- Task details: Can you sum up the thread about a new Kenpo school in two sentences?

- Excerpt:
(begin)
# New school in town



## Touch Of Death (Aug 15, 2003)

Hi everyone,
A few months ago a new Kenpo school opened down the street from our school. They are Mitchel's Kenpo by the way. My question is whom are these guys, are they any good, why did they leave california. They opened about a block from a Sepulvida school. I know some quirks about those guys (blocks and stances a little diff from us) how does Mitchel's compare. Mr. Mitchels is pictured in vol II of infiniant insights. Just curious.
Sean


----------



## Bill Lear (Aug 15, 2003)

I have never heard anything about him, and I have never met him. 

:asian:


----------



## Old Fat Kenpoka (Aug 15, 2003)

Good to hear from you.  Look forward to some spirited posts.


----------



## Blindside (Aug 15, 2003)
(end)
- Provided material:
(begin)
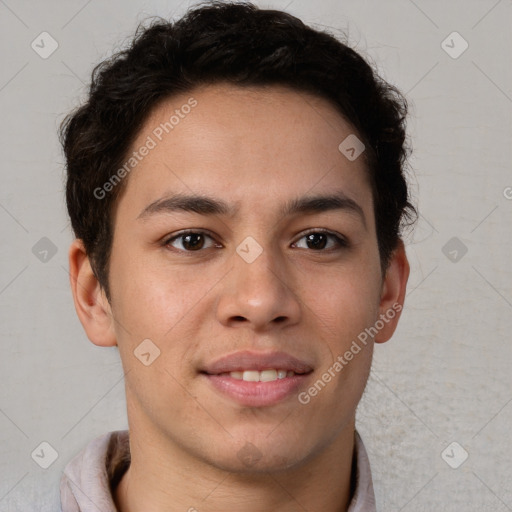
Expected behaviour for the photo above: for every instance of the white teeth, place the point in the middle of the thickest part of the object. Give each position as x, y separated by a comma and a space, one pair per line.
251, 375
268, 375
263, 376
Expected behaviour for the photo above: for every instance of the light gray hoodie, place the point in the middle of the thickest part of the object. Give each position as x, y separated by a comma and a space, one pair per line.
88, 478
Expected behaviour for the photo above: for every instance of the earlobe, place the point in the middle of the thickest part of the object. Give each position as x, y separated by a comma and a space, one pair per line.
91, 304
393, 293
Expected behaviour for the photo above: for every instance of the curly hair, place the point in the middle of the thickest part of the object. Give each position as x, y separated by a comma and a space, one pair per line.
241, 44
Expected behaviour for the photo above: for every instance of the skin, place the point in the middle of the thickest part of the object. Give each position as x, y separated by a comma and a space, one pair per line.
255, 148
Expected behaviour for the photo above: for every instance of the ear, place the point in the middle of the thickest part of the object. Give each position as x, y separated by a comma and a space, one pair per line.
91, 303
393, 293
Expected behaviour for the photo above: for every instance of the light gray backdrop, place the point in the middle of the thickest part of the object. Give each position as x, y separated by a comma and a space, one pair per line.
444, 378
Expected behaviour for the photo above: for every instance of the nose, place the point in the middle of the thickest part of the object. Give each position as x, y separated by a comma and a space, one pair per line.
259, 294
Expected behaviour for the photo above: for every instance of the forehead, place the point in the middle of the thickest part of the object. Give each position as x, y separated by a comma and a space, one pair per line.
245, 143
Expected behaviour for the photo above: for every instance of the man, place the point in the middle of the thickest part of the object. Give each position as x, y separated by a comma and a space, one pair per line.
236, 187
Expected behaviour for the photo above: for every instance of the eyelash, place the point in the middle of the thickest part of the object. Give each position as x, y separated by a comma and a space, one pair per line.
341, 241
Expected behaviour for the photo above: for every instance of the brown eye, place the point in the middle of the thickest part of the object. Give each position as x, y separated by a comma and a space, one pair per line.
318, 240
190, 241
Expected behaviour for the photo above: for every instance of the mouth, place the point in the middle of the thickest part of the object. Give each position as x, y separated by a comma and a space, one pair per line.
254, 379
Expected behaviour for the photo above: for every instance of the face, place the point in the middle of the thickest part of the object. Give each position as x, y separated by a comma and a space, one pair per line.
264, 280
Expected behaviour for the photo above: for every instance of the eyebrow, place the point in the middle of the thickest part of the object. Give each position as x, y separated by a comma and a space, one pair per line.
205, 205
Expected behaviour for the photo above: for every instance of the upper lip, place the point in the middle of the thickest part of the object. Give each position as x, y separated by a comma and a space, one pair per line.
250, 360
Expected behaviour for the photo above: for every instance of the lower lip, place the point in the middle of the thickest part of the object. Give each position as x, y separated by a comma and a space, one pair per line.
257, 394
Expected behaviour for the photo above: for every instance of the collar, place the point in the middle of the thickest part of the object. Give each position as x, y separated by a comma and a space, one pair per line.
88, 479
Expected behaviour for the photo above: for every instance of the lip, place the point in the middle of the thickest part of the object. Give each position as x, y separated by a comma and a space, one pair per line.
257, 394
250, 360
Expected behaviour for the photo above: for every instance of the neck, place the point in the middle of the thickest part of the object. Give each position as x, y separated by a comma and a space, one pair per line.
159, 478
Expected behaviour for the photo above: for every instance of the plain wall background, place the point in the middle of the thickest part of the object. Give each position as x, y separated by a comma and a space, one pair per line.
444, 377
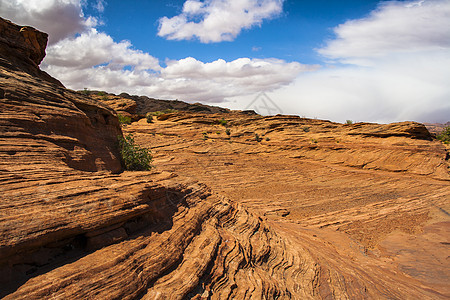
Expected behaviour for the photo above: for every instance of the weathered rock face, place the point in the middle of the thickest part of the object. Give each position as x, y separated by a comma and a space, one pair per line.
265, 208
23, 49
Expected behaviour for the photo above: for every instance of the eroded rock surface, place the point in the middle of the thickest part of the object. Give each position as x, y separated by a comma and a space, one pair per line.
261, 208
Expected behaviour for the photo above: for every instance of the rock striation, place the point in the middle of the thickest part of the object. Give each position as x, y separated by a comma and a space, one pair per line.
238, 206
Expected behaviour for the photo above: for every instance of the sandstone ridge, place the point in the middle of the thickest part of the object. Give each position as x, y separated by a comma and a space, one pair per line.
237, 207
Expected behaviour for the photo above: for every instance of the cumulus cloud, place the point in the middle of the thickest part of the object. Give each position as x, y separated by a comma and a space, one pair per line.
93, 60
217, 20
59, 18
397, 68
394, 27
92, 48
82, 57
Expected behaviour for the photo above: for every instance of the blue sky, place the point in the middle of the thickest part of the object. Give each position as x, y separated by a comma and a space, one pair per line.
293, 35
361, 60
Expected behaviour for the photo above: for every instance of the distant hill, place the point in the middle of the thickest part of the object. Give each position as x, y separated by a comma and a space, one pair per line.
140, 105
436, 128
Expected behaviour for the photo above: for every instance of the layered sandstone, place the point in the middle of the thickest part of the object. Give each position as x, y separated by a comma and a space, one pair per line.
261, 208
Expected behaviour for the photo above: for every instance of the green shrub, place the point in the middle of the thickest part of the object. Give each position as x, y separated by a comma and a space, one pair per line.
162, 112
444, 136
222, 122
134, 156
124, 119
149, 118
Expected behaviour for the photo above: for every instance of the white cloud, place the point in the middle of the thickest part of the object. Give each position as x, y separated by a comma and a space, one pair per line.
400, 68
92, 48
217, 20
394, 27
93, 60
59, 18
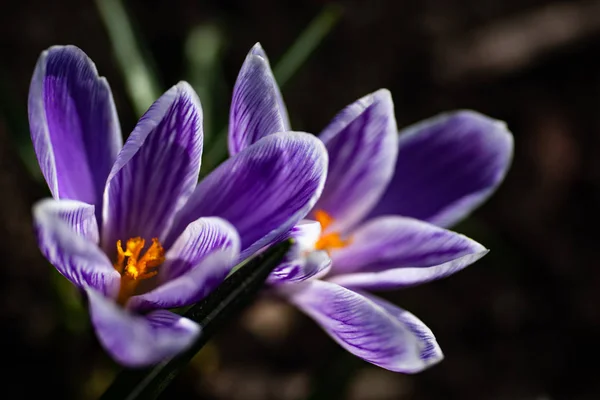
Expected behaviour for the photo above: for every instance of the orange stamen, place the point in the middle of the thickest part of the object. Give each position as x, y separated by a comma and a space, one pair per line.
134, 268
328, 241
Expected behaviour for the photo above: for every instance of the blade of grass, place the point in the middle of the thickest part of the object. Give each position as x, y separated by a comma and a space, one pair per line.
203, 48
211, 313
140, 80
306, 43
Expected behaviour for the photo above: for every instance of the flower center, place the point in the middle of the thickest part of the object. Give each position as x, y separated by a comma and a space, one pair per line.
328, 241
134, 268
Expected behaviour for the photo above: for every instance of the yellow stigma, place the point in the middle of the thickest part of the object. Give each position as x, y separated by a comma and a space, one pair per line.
134, 268
328, 241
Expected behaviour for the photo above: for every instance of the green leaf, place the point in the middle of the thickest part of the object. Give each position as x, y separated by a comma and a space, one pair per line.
139, 78
211, 313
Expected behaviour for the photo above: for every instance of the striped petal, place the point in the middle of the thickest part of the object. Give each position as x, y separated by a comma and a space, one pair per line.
157, 170
74, 125
257, 108
447, 166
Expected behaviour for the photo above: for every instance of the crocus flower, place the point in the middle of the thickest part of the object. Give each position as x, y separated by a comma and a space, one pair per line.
130, 225
380, 222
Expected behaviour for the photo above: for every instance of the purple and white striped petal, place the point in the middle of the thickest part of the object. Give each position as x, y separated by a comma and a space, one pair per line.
191, 287
199, 239
400, 278
257, 108
74, 125
447, 166
67, 236
199, 260
263, 191
429, 350
366, 329
362, 144
157, 170
301, 262
136, 340
399, 242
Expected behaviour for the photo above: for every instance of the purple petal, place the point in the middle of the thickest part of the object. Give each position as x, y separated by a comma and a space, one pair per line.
362, 144
366, 329
257, 108
302, 262
263, 191
67, 235
429, 349
197, 263
447, 166
138, 341
399, 242
191, 287
74, 125
157, 170
399, 278
199, 239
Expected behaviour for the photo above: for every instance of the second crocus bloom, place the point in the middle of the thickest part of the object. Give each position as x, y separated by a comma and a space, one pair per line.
380, 222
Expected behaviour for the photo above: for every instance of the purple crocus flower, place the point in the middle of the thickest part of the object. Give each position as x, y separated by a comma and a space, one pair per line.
380, 221
130, 225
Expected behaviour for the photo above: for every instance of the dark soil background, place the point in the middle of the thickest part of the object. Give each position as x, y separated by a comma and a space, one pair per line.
523, 323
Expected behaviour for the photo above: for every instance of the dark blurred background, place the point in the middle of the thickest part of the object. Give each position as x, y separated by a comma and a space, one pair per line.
520, 324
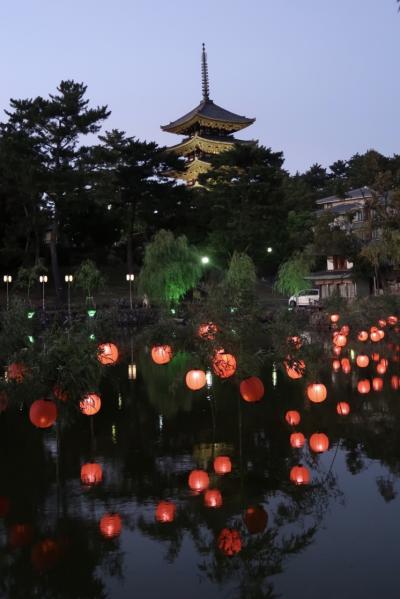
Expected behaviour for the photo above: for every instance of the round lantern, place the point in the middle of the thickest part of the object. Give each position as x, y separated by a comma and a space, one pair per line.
43, 413
377, 383
319, 442
297, 440
229, 541
364, 386
300, 475
198, 480
165, 511
107, 354
343, 408
222, 464
196, 379
91, 474
224, 365
316, 392
212, 498
252, 389
362, 361
161, 354
256, 519
90, 404
111, 525
292, 417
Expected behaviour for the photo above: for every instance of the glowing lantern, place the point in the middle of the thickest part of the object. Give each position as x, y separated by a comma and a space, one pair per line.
16, 372
20, 535
43, 413
198, 480
207, 330
222, 464
364, 386
377, 383
252, 389
256, 519
292, 417
300, 475
107, 354
91, 474
90, 404
297, 440
111, 525
343, 408
224, 365
212, 498
319, 442
295, 369
316, 392
362, 361
165, 511
161, 354
196, 379
229, 541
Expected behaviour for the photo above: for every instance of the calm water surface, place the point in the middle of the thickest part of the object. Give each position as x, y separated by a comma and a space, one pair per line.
336, 537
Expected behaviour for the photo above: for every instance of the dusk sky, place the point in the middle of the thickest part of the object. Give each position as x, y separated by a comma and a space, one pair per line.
320, 76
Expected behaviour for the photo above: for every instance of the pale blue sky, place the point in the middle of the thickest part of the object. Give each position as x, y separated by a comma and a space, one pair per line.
322, 77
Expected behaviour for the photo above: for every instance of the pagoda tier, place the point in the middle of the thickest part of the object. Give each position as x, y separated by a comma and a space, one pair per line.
208, 129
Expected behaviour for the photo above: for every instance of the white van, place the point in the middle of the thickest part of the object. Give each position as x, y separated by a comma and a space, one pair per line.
307, 297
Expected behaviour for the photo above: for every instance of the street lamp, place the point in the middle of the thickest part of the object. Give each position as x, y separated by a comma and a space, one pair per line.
7, 280
130, 278
43, 280
68, 280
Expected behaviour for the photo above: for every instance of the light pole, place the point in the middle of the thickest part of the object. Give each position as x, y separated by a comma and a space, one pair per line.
130, 278
7, 280
43, 279
68, 280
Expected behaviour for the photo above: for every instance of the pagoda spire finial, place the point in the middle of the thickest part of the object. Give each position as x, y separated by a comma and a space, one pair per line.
205, 84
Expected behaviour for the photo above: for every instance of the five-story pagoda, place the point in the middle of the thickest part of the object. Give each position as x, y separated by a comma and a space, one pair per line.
208, 129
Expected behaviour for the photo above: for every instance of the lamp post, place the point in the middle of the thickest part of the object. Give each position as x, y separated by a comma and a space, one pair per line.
43, 280
68, 280
130, 278
7, 280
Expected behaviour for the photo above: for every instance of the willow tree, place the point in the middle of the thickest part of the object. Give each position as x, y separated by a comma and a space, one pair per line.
171, 268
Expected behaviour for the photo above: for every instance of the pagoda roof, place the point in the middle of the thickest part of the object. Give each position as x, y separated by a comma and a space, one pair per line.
209, 114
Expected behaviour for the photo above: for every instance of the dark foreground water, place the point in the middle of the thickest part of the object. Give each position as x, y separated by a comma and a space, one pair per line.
338, 536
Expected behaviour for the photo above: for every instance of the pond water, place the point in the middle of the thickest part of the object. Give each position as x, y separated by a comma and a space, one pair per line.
337, 536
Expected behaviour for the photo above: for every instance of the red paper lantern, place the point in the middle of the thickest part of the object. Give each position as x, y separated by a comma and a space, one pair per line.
43, 413
224, 365
107, 354
90, 404
111, 525
300, 475
212, 498
91, 474
198, 480
297, 440
229, 541
316, 392
222, 464
364, 386
161, 354
256, 519
319, 442
252, 389
165, 511
196, 379
292, 417
362, 361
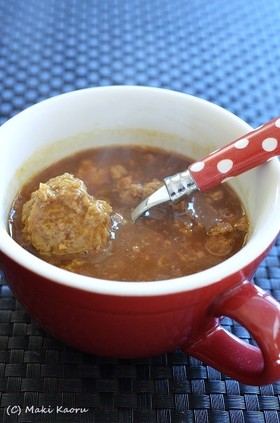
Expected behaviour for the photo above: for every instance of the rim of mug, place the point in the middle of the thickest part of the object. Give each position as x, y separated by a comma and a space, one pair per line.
243, 258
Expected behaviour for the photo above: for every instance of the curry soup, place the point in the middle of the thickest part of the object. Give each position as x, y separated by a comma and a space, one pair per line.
168, 242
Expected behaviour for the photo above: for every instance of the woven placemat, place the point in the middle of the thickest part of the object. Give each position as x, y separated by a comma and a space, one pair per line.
225, 52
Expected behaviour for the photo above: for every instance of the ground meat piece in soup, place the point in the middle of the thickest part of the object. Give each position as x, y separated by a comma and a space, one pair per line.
62, 218
129, 191
169, 241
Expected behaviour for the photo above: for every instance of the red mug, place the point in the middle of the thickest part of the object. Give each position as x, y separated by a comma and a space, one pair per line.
132, 319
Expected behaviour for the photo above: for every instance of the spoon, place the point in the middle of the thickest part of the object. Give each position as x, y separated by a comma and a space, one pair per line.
239, 156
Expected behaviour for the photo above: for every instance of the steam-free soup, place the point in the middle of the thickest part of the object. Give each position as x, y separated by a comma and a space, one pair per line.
168, 242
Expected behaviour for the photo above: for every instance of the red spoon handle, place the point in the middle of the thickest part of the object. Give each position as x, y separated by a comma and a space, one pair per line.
241, 155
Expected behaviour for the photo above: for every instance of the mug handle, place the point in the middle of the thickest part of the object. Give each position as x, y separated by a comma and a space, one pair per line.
259, 313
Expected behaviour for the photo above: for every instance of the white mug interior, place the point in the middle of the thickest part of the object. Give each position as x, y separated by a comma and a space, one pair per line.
91, 117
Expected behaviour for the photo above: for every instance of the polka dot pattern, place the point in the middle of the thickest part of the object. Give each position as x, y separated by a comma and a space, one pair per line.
241, 155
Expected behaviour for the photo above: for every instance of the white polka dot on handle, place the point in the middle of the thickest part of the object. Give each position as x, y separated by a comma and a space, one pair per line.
225, 165
197, 167
269, 144
240, 144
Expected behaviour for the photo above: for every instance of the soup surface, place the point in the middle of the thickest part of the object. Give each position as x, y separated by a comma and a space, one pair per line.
168, 242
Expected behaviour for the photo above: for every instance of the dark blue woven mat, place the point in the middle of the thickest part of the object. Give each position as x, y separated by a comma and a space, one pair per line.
227, 52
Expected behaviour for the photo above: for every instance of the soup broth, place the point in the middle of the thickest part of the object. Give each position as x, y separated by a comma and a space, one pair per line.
167, 242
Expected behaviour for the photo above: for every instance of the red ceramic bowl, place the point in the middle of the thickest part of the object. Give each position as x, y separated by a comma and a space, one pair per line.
(end)
- Task response: A poster named Sean reports that a Mitchel's Kenpo school opened a few months ago down the street from the poster's own school, about a block from a Sepulvida school, and asks who they are, whether they are any good, why they left California, and how they compare. Bill Lear replies that he has never heard anything about or met Mr. Mitchels, and Old Fat Kenpoka says it is good to hear from Sean and looks forward to some spirited posts.